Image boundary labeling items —
---

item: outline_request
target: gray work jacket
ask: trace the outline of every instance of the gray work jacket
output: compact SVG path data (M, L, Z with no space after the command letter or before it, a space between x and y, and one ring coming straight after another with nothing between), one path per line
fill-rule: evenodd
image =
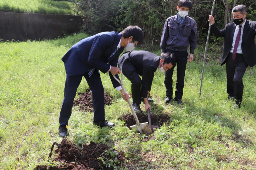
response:
M194 54L197 40L196 22L187 16L181 25L178 21L178 15L165 21L160 44L161 51L165 52L167 48L177 51L186 51L189 45L190 53Z

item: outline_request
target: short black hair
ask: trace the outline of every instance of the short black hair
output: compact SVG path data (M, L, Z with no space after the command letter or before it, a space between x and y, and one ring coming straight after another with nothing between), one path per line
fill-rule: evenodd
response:
M246 6L244 5L238 5L234 7L232 10L232 12L240 12L241 14L244 14L246 12Z
M172 63L173 67L176 65L176 59L174 57L174 54L173 53L170 52L166 52L160 57L160 59L164 59L164 64L166 63L169 64L170 62Z
M133 37L133 40L138 41L139 44L142 43L144 37L143 31L138 26L130 26L120 33L124 38L126 39L130 37Z
M187 7L189 10L192 9L192 3L189 0L180 0L178 3L178 6L179 8L181 7Z

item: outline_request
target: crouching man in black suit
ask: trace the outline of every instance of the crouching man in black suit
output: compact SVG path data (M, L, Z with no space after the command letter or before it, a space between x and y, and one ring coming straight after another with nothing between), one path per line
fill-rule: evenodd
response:
M141 97L144 99L145 109L151 109L147 99L150 94L154 73L158 68L166 71L176 64L172 53L166 53L161 56L146 51L133 51L124 53L118 59L119 67L132 83L133 106L141 113ZM142 76L142 80L139 76Z

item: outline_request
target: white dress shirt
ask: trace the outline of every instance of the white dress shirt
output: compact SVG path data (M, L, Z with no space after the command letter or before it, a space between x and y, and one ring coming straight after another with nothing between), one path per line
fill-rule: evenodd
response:
M120 48L121 47L121 46L120 46L120 45L121 44L121 39L120 39L120 41L119 41L119 43L118 43L118 44L117 45L117 46L116 47L117 48ZM108 71L109 71L109 70L110 70L110 69L111 69L111 66L110 66L110 68L109 68L109 69L108 70ZM122 88L121 87L121 86L118 86L116 87L116 90L117 90L118 91L119 91Z
M243 24L241 25L242 26L242 28L241 28L241 35L240 37L240 39L239 40L239 43L238 44L238 46L237 47L237 50L236 51L237 54L242 54L243 52L242 51L242 39L243 37L243 32L244 31L244 25L245 24L245 22L246 22L246 20L245 19L244 22ZM235 31L235 33L234 34L234 37L233 37L233 42L232 43L232 48L230 50L230 52L233 52L234 50L234 47L235 46L235 43L236 42L236 37L237 36L237 34L238 33L238 31L239 31L239 25L237 25L236 27L236 30Z

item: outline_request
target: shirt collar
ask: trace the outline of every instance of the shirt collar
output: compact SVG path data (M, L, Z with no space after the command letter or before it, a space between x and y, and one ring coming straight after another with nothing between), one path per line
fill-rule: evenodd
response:
M180 16L180 15L179 15L179 13L178 13L178 14L177 14L177 15L178 16L178 21L179 21L180 20L180 19L181 18L181 17ZM185 21L185 18L186 18L186 16L185 16L185 17L183 17L183 20Z
M120 41L119 41L119 43L118 43L118 44L117 45L117 48L120 48L121 47L121 46L120 46L120 44L121 44L121 39L120 39Z

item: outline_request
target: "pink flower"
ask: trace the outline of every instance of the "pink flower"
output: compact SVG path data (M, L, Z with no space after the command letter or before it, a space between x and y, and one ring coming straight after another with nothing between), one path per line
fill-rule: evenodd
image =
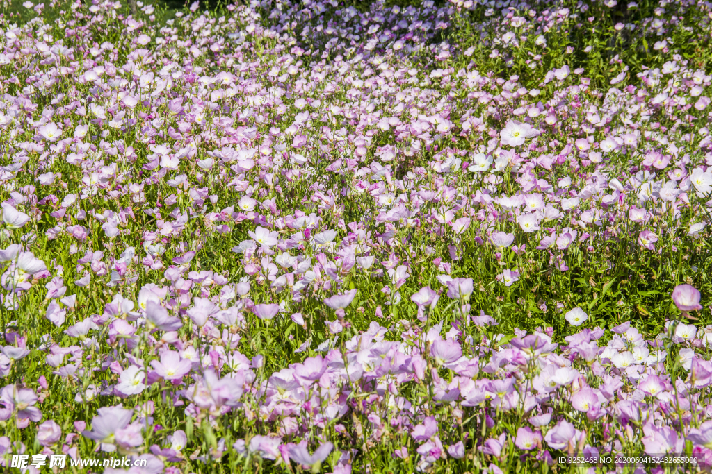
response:
M700 292L692 285L678 285L672 292L672 301L681 311L686 313L702 309Z
M156 373L166 380L180 380L190 372L193 362L181 359L178 352L169 350L161 355L161 361L152 360L151 365Z
M638 245L644 247L648 250L654 250L654 244L657 241L657 235L650 230L644 230L638 235Z
M321 464L322 461L331 453L334 448L334 445L331 443L325 443L319 446L314 454L309 454L307 450L306 443L294 444L290 443L287 445L287 452L289 453L289 458L297 464L309 466L310 468Z
M41 126L37 131L46 140L54 141L62 135L62 129L54 122Z
M519 146L524 144L527 139L536 136L539 132L533 129L529 124L523 124L516 120L507 122L504 129L500 132L502 137L502 144L510 146Z
M514 444L517 448L528 451L540 446L541 441L541 433L532 432L531 429L524 426L517 430L517 438L514 440Z
M562 419L546 432L544 439L554 449L565 451L569 446L575 446L580 436L573 424Z
M352 290L349 290L343 294L334 295L330 298L327 298L324 300L324 304L332 309L344 309L354 301L354 298L356 296L356 292L358 290L355 288Z
M37 427L37 441L43 446L51 446L62 436L62 429L54 420L47 420Z
M256 304L252 312L260 319L269 321L279 313L278 304Z

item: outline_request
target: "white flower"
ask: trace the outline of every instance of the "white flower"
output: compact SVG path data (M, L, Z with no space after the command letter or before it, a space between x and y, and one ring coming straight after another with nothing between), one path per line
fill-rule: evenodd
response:
M580 308L574 308L566 313L565 318L572 325L580 326L588 319L588 315Z
M30 220L30 216L6 204L2 208L2 220L9 228L19 229Z

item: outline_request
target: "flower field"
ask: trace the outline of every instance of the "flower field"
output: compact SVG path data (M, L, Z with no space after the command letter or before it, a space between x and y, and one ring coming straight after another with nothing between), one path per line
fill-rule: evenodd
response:
M137 5L0 7L3 472L712 470L712 4Z

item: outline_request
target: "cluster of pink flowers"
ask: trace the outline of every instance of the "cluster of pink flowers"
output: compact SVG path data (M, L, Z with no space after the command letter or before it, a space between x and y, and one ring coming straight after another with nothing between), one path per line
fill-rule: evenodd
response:
M0 18L0 466L36 440L131 474L712 468L712 75L669 38L605 90L441 41L483 13L491 58L543 68L589 7L540 3ZM660 4L639 28L681 21ZM655 333L604 329L616 279L651 274ZM592 302L543 288L577 280Z

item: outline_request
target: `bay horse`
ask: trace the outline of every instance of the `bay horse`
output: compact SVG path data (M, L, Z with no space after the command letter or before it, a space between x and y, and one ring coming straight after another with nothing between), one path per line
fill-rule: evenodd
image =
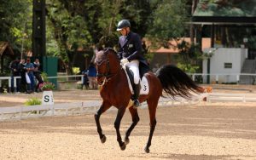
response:
M102 134L102 129L100 124L101 115L109 109L112 106L118 109L118 113L114 121L114 128L116 129L117 141L121 150L125 150L129 143L129 136L137 124L140 118L137 110L129 107L129 102L131 97L131 93L128 86L128 80L125 70L120 66L115 51L112 49L106 49L96 54L95 59L96 67L97 71L97 83L100 86L100 94L103 100L101 107L95 114L95 120L97 127L97 132L102 143L106 141L106 136ZM144 74L148 81L149 93L142 94L139 97L139 101L147 100L149 117L150 117L150 133L148 143L144 151L148 153L151 140L156 125L155 113L158 101L162 95L162 91L175 97L177 95L190 98L190 91L201 93L202 89L196 85L191 78L182 70L171 65L162 66L154 75L153 72ZM119 127L121 119L125 112L126 108L131 115L132 123L125 133L125 140L122 140Z

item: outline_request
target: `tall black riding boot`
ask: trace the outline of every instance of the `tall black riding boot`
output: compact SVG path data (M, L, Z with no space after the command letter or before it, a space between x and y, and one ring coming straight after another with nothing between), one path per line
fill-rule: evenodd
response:
M134 94L133 94L133 98L134 98L133 106L134 106L134 108L137 108L141 105L140 101L138 100L138 98L140 96L140 89L141 89L140 83L134 85L134 89L133 89L133 91L134 91Z

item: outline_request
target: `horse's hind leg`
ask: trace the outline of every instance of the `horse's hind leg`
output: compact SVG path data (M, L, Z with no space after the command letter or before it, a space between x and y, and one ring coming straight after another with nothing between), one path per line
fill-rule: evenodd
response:
M119 129L120 129L120 123L121 123L122 117L125 112L125 109L126 109L125 107L119 108L118 114L117 114L116 119L114 121L114 128L116 130L117 141L119 142L119 146L120 146L121 150L123 150L123 151L125 150L126 145L125 144L125 142L122 141Z
M109 105L108 103L103 101L103 103L101 106L100 109L97 111L97 112L94 116L95 117L95 121L96 121L96 126L97 126L97 131L98 131L98 134L100 135L100 139L101 139L102 143L105 143L107 138L102 134L102 129L101 123L100 123L100 117L104 111L106 111L108 108L110 108L110 106L111 106L111 105Z
M149 133L149 137L148 140L147 146L145 147L145 151L147 153L149 152L149 146L151 146L151 140L153 137L153 134L155 129L156 125L156 119L155 119L155 111L156 111L156 107L158 104L158 100L148 100L148 111L149 111L149 117L150 117L150 133Z
M137 123L139 122L140 118L138 117L137 114L137 110L134 109L132 106L129 108L129 111L131 112L131 118L132 118L132 123L130 126L130 128L128 129L128 130L125 133L125 145L127 145L129 143L129 136L132 131L132 129L135 128L135 126L137 124Z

---

Exercise prompt —
Count the lines in the items above that contain the word "horse" and reply with the number only.

Exercise output —
4